**Objective 1:** Can you retype the part of the records that opens with the line containing "[segment] **tiled roof**" and runs through the end of the records, character for character? Omit the pictures from your answer.

**Passage given:**
--- Start ---

"a fish, a barrel, and a smoking gun"
for 14 October 1996. Updated every WEEKDAY.

Biting the Hand at Feed



If you've gotten this far, you

must have realized that the real

achievement of the web is to

have given people with

microscopic CV's a crack at

hasty fame. And, though the

mediasphere according to Wired

looks more like Skull and Bones

pre-1990, HTML has catapulted

quite a few women through the

silicon ceiling to precipitous

heights on mastheads and into

board rooms (ok, drafty lofts),

even when our publications do

not take as their subjects the

trappings of gurl-dom.

(Rasterized with do-me feminism,

these mags emit a blurry signal

of both calculated fury and



[Joe Bra]

Most media outlets, confused by

this relatively new combination

of female genitalia and

technical savvy, solve the

problem by creating a paradox

where there isn't one: She's

sexy and she's smart (n.b.:

Esquire). Others see a branding

opportunity - a little

snakeskin, a little velvet, some

sassy copy. It's so simple it's

surprising Apple didn't do it

first. What better way to sell

laptops to the suspiciously chic (or

the chicly suspicious): Take some

obscure under-30 type, make her

look just this side of Jennifer

Aniston, place the product at

the edge of the frame, bathe the

scene in languor that belies

work of any sort. The illusion

(that it's a model who just

looks brainy instead of someone

brainy doing some modeling)

works better than a vaselined

lens, unless, of course, you

read the copy.



Sure, I've whored.

Who wouldn't in an industry

where people substitute press

clips for profits and ward off

angry investors with

12-column-inch profiles and TV

appearances? These exercises in

glamour aren't necessary,

strictly speaking, but they do

efficiently test the axiom that

sex sells, at least as it

relates to a cerebral zine. I'd

be happy to share the

underwhelming log files that

followed each trick.


[Magic Bra]

What's surprising is how few

opportunities any of us have had

to double as sexpot. Real, if

intangible, assets (as opposed

to the more fleshy sort) will

always be already overlooked by

journalists in need of some

narrative spike and who, since

the appearance of Jaron Lanier's

dreadlocks, have been screwing

the heads (and bodies) back onto

what was once faceless and

rather dull technology. Equally

astonishing is that mainstream

media has proven slightly more

agile than the heralds of the

digital revolution at getting it -

that is, the product. They

trumpet the ability of tech to

expand everyone's options, but

they rely on archetypes (Barbie

or Margaret Thatcher) as

second-wave as paper to explain

women's presence at the front of

the curve. And the would-be

Esquire of the next century goes

even further in its retrograde

spin, ignoring nearly all those

who sport only virtual balls.

--- End ---

Rows from a dataset:
--- Start ---

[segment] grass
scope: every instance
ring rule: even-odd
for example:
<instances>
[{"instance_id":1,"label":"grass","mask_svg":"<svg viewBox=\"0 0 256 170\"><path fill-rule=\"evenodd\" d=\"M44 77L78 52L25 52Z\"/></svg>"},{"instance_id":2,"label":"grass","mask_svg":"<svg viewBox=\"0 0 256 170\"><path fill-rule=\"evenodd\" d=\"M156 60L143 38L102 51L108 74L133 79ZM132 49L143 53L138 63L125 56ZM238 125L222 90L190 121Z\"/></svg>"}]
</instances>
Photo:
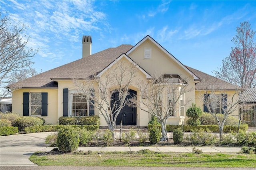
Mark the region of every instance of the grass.
<instances>
[{"instance_id":1,"label":"grass","mask_svg":"<svg viewBox=\"0 0 256 170\"><path fill-rule=\"evenodd\" d=\"M30 159L42 166L256 167L256 154L114 152L102 152L98 157L96 152L38 152Z\"/></svg>"}]
</instances>

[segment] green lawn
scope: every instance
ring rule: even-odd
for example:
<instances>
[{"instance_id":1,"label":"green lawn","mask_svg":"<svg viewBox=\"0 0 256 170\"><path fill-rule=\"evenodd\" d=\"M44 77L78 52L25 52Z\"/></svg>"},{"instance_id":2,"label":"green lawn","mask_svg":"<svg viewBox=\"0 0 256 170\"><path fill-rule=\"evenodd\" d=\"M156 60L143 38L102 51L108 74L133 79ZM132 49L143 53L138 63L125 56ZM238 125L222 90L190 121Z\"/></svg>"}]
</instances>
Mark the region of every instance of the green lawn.
<instances>
[{"instance_id":1,"label":"green lawn","mask_svg":"<svg viewBox=\"0 0 256 170\"><path fill-rule=\"evenodd\" d=\"M96 152L87 155L85 153L52 154L51 152L37 152L30 159L42 166L256 167L256 154L114 152L102 152L102 156L98 157Z\"/></svg>"}]
</instances>

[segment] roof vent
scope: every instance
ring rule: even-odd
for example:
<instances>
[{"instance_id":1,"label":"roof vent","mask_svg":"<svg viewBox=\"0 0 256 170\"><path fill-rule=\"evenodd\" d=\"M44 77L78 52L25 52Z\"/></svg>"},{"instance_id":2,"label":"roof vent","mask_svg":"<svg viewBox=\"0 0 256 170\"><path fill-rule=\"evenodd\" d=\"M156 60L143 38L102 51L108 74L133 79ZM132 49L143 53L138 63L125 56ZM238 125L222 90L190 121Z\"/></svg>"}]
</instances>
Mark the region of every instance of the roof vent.
<instances>
[{"instance_id":1,"label":"roof vent","mask_svg":"<svg viewBox=\"0 0 256 170\"><path fill-rule=\"evenodd\" d=\"M92 54L92 36L83 36L82 43L83 44L82 57L90 55Z\"/></svg>"}]
</instances>

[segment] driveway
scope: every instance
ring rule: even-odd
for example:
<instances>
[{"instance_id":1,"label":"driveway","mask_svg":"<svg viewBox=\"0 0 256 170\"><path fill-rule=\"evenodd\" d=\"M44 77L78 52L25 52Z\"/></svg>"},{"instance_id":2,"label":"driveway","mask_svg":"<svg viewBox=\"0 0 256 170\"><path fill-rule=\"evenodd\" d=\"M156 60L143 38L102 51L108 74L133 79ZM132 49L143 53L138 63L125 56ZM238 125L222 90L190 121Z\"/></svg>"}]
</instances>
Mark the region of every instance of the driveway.
<instances>
[{"instance_id":1,"label":"driveway","mask_svg":"<svg viewBox=\"0 0 256 170\"><path fill-rule=\"evenodd\" d=\"M47 147L45 138L54 132L0 137L0 166L37 166L29 160L34 152ZM1 168L0 168L0 169Z\"/></svg>"}]
</instances>

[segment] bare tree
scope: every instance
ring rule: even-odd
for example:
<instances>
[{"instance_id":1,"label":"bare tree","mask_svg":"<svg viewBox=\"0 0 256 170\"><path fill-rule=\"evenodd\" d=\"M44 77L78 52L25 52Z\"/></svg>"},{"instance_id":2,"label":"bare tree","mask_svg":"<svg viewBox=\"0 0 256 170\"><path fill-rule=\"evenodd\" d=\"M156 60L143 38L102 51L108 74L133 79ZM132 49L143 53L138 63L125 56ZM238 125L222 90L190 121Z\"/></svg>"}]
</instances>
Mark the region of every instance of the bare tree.
<instances>
[{"instance_id":1,"label":"bare tree","mask_svg":"<svg viewBox=\"0 0 256 170\"><path fill-rule=\"evenodd\" d=\"M2 17L0 12L0 88L2 88L13 81L12 73L31 66L31 59L38 50L28 47L30 38L23 34L24 24L13 24L10 18Z\"/></svg>"},{"instance_id":2,"label":"bare tree","mask_svg":"<svg viewBox=\"0 0 256 170\"><path fill-rule=\"evenodd\" d=\"M242 87L256 87L256 42L255 32L248 22L240 23L232 42L229 55L222 65L214 73L220 79Z\"/></svg>"},{"instance_id":3,"label":"bare tree","mask_svg":"<svg viewBox=\"0 0 256 170\"><path fill-rule=\"evenodd\" d=\"M137 100L138 96L134 96L130 105L139 107L159 119L164 137L168 118L180 110L185 114L183 109L192 101L184 99L184 95L192 90L187 84L189 79L184 79L178 75L165 75L146 81L138 81L137 85L141 100Z\"/></svg>"},{"instance_id":4,"label":"bare tree","mask_svg":"<svg viewBox=\"0 0 256 170\"><path fill-rule=\"evenodd\" d=\"M217 78L211 80L205 79L203 81L206 85L204 89L199 91L199 99L203 101L204 107L206 107L210 113L217 121L219 126L220 140L222 138L223 128L227 118L236 111L238 111L239 104L241 102L239 94L242 89L239 87L234 89L232 94L227 93L228 91L222 89L217 82ZM222 114L224 117L220 118L218 116ZM238 115L237 116L238 117Z\"/></svg>"},{"instance_id":5,"label":"bare tree","mask_svg":"<svg viewBox=\"0 0 256 170\"><path fill-rule=\"evenodd\" d=\"M119 61L101 76L98 72L82 80L74 79L77 93L86 96L102 115L114 139L116 118L128 101L126 96L137 71L133 63ZM113 98L114 93L116 100Z\"/></svg>"}]
</instances>

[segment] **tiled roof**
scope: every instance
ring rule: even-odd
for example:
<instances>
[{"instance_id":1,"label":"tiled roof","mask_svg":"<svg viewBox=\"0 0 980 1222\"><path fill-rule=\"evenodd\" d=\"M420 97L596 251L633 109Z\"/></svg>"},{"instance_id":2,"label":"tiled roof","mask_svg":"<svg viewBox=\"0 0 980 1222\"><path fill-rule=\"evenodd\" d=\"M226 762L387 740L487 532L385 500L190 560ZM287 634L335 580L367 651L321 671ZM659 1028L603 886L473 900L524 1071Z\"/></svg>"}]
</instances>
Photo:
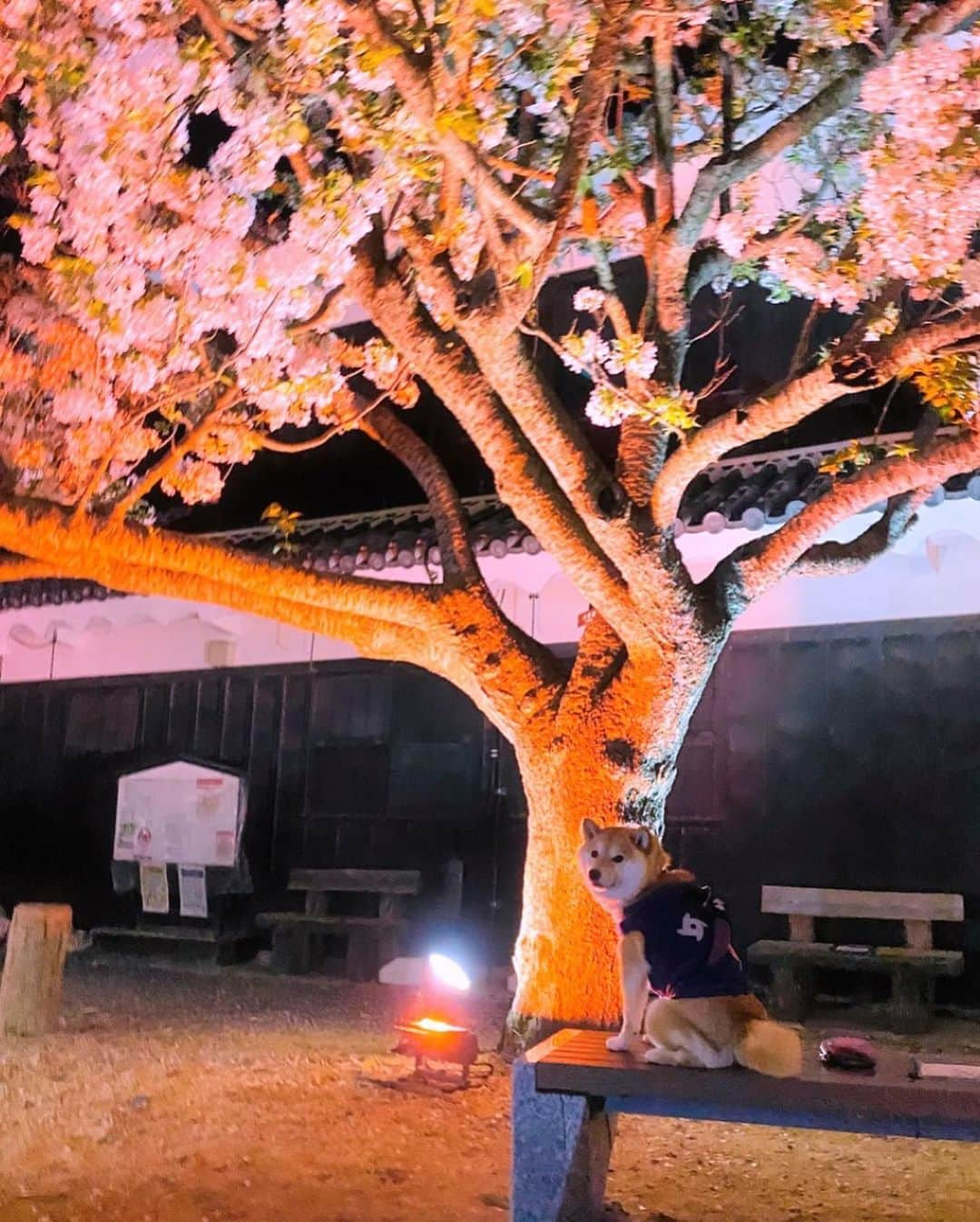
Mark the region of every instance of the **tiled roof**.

--- End ---

**Objective 2:** Echo the part of the essay on women in web media that opens with the words "women's presence at" and closes with "only virtual balls.", matching it word for word.

**Written response 1:**
[segment] **tiled roof**
scope: every instance
ring rule: even-odd
for example:
<instances>
[{"instance_id":1,"label":"tiled roof","mask_svg":"<svg viewBox=\"0 0 980 1222\"><path fill-rule=\"evenodd\" d=\"M420 97L596 251L633 109Z\"/></svg>"},{"instance_id":2,"label":"tiled roof","mask_svg":"<svg viewBox=\"0 0 980 1222\"><path fill-rule=\"evenodd\" d=\"M226 762L387 740L487 532L385 500L190 560ZM287 634L335 580L367 651L321 671ZM659 1028L603 886L473 900L524 1071Z\"/></svg>"}]
</instances>
Photo:
Mark the region of every instance of the **tiled roof**.

**Written response 2:**
women's presence at the front of

the curve. And the would-be

Esquire of the next century goes

even further in its retrograde

spin, ignoring nearly all those

who sport only virtual balls.